----- Data under study
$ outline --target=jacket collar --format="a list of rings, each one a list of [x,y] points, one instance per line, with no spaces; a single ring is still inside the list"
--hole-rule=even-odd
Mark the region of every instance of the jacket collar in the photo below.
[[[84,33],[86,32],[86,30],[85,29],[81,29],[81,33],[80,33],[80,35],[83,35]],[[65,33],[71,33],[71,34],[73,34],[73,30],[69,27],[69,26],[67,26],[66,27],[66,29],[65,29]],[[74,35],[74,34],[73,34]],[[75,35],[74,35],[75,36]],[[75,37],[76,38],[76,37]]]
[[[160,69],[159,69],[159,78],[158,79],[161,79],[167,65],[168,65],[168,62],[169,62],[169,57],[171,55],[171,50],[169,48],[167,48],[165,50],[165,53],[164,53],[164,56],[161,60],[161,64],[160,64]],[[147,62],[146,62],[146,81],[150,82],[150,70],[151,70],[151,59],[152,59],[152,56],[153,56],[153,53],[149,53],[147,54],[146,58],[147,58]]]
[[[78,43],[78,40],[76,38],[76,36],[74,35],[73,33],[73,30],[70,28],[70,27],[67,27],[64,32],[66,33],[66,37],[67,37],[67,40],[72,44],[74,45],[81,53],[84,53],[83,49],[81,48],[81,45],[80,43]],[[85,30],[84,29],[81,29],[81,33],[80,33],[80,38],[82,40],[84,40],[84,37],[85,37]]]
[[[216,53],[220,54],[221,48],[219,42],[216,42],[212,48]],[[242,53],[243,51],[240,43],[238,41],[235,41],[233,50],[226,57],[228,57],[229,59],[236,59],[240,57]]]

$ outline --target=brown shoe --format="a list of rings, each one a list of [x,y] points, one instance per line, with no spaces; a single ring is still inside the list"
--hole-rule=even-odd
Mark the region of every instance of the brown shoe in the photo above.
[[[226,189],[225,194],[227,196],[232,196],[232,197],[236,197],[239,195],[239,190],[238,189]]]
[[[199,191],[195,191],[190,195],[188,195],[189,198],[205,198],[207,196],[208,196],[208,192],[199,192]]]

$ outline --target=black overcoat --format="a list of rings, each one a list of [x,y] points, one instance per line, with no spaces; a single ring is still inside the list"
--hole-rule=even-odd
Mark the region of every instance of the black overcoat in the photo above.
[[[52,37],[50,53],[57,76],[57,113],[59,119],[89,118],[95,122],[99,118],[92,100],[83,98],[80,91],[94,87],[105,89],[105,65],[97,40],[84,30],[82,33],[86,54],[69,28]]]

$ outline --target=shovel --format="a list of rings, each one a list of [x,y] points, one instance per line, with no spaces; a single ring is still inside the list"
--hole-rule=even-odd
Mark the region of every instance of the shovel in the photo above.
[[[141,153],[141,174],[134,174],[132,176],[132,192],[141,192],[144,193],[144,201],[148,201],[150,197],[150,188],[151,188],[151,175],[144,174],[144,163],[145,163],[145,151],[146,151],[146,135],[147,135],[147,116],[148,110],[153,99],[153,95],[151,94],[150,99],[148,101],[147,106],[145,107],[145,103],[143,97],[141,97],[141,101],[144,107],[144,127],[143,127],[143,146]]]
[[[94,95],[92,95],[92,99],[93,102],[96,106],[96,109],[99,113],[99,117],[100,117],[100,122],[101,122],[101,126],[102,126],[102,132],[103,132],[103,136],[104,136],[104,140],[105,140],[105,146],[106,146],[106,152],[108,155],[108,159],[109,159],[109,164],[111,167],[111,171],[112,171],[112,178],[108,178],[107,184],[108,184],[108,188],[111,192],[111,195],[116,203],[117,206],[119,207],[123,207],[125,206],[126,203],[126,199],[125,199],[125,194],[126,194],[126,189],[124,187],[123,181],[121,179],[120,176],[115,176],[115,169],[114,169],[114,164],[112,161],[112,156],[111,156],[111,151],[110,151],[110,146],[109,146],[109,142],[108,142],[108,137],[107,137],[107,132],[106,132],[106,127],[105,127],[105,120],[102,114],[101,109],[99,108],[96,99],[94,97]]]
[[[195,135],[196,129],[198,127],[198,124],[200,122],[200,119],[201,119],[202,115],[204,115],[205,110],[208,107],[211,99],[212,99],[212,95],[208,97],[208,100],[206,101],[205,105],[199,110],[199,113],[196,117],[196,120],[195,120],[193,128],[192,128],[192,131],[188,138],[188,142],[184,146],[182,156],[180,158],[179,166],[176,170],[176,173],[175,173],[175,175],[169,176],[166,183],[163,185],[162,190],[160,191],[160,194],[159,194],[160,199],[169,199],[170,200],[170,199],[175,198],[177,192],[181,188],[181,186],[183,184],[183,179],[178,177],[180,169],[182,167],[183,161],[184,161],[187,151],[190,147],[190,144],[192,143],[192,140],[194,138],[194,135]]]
----------
Print out the data exactly once more.

$ outline --target=jacket collar --format="a list of rings, each one a list of [x,y] points, one instance per line, with no spaces; a single ring is still inside the list"
--hole-rule=even-odd
Mark the region of every instance of the jacket collar in the photo below.
[[[84,33],[86,32],[86,30],[85,29],[81,29],[81,33],[80,33],[80,35],[83,35]],[[65,33],[71,33],[71,34],[73,34],[73,30],[69,27],[69,26],[67,26],[66,27],[66,29],[65,29]],[[74,35],[74,34],[73,34]],[[75,35],[74,35],[75,36]],[[75,37],[76,38],[76,37]]]
[[[160,69],[159,69],[159,78],[158,79],[161,79],[167,65],[168,65],[168,62],[169,62],[169,57],[171,55],[171,50],[169,48],[167,48],[165,50],[165,53],[164,53],[164,56],[161,60],[161,64],[160,64]],[[147,62],[146,62],[146,81],[150,82],[150,70],[151,70],[151,59],[152,59],[152,56],[153,56],[153,53],[149,53],[147,54],[146,58],[147,58]]]
[[[78,43],[78,40],[76,38],[76,36],[74,35],[73,33],[73,30],[70,28],[70,27],[67,27],[64,32],[66,33],[66,37],[67,37],[67,40],[72,44],[74,45],[81,53],[84,53],[83,49],[81,48],[81,45],[80,43]],[[85,30],[84,29],[81,29],[81,33],[80,33],[80,38],[82,40],[84,40],[84,37],[85,37]]]
[[[216,53],[220,54],[221,48],[219,42],[216,42],[212,48]],[[242,53],[243,51],[240,43],[238,41],[235,41],[233,50],[226,57],[228,57],[229,59],[236,59],[240,57]]]

$ outline --target=brown shoe --format="a list of rings, each one a list of [x,y] points, one instance per line, with no spaces; a single ring is still inside the list"
--hole-rule=even-odd
Mark the region of every instance of the brown shoe in the photo above.
[[[226,189],[225,194],[227,196],[232,196],[232,197],[236,197],[239,195],[239,190],[238,189]]]
[[[199,191],[195,191],[190,195],[188,195],[189,198],[205,198],[207,196],[208,196],[208,192],[199,192]]]

$ outline --target=black overcoat --format="a list of rings, each one a list of [x,y] points, one instance per line, with no spaces; a single ring is still inside the list"
--hole-rule=even-odd
Mark the region of every instance of the black overcoat in the photo above.
[[[52,37],[50,53],[57,76],[57,113],[59,119],[89,118],[95,122],[99,118],[92,100],[83,98],[80,91],[94,87],[105,89],[105,65],[97,40],[84,30],[82,33],[86,54],[69,28]]]

$ outline --target=shovel --format="a list of rings, each one a list of [x,y] points, one instance per line, with no spaces; a single ring is still inside the list"
--hole-rule=even-odd
Mark the region of every instance of the shovel in the photo above.
[[[141,153],[141,174],[134,174],[132,176],[132,192],[141,192],[144,193],[144,201],[148,201],[150,197],[150,188],[151,188],[151,175],[144,174],[144,163],[145,163],[145,151],[146,151],[146,135],[147,135],[147,116],[148,110],[153,99],[153,95],[151,94],[150,99],[148,101],[147,106],[145,107],[145,103],[143,97],[141,97],[141,101],[144,107],[144,127],[143,127],[143,146]]]
[[[94,95],[92,95],[92,99],[93,102],[96,106],[96,109],[99,113],[99,117],[100,117],[100,122],[101,122],[101,126],[102,126],[102,132],[103,132],[103,136],[104,136],[104,140],[105,140],[105,146],[106,146],[106,152],[108,155],[108,159],[109,159],[109,164],[111,167],[111,171],[112,171],[112,178],[108,178],[107,184],[108,184],[108,188],[111,192],[111,195],[116,203],[117,206],[119,207],[123,207],[125,206],[126,203],[126,199],[125,199],[125,194],[126,194],[126,189],[124,187],[123,181],[121,179],[120,176],[115,176],[115,169],[114,169],[114,164],[112,161],[112,156],[111,156],[111,151],[110,151],[110,146],[109,146],[109,142],[108,142],[108,137],[107,137],[107,132],[106,132],[106,127],[105,127],[105,120],[102,114],[101,109],[99,108],[96,99],[94,97]]]
[[[195,135],[196,129],[198,127],[198,124],[200,122],[200,119],[201,119],[202,115],[204,115],[205,110],[208,107],[211,99],[212,99],[212,95],[208,97],[208,100],[206,101],[205,105],[199,110],[199,113],[196,117],[196,120],[195,120],[193,128],[192,128],[192,131],[188,138],[188,142],[184,146],[182,156],[180,158],[179,166],[176,170],[176,173],[175,173],[175,175],[169,176],[166,183],[163,185],[162,190],[160,191],[160,194],[159,194],[160,199],[169,199],[170,200],[170,199],[175,198],[177,192],[181,188],[181,186],[183,184],[183,179],[178,177],[180,169],[182,167],[183,161],[184,161],[187,151],[190,147],[190,144],[192,143],[192,140],[194,138],[194,135]]]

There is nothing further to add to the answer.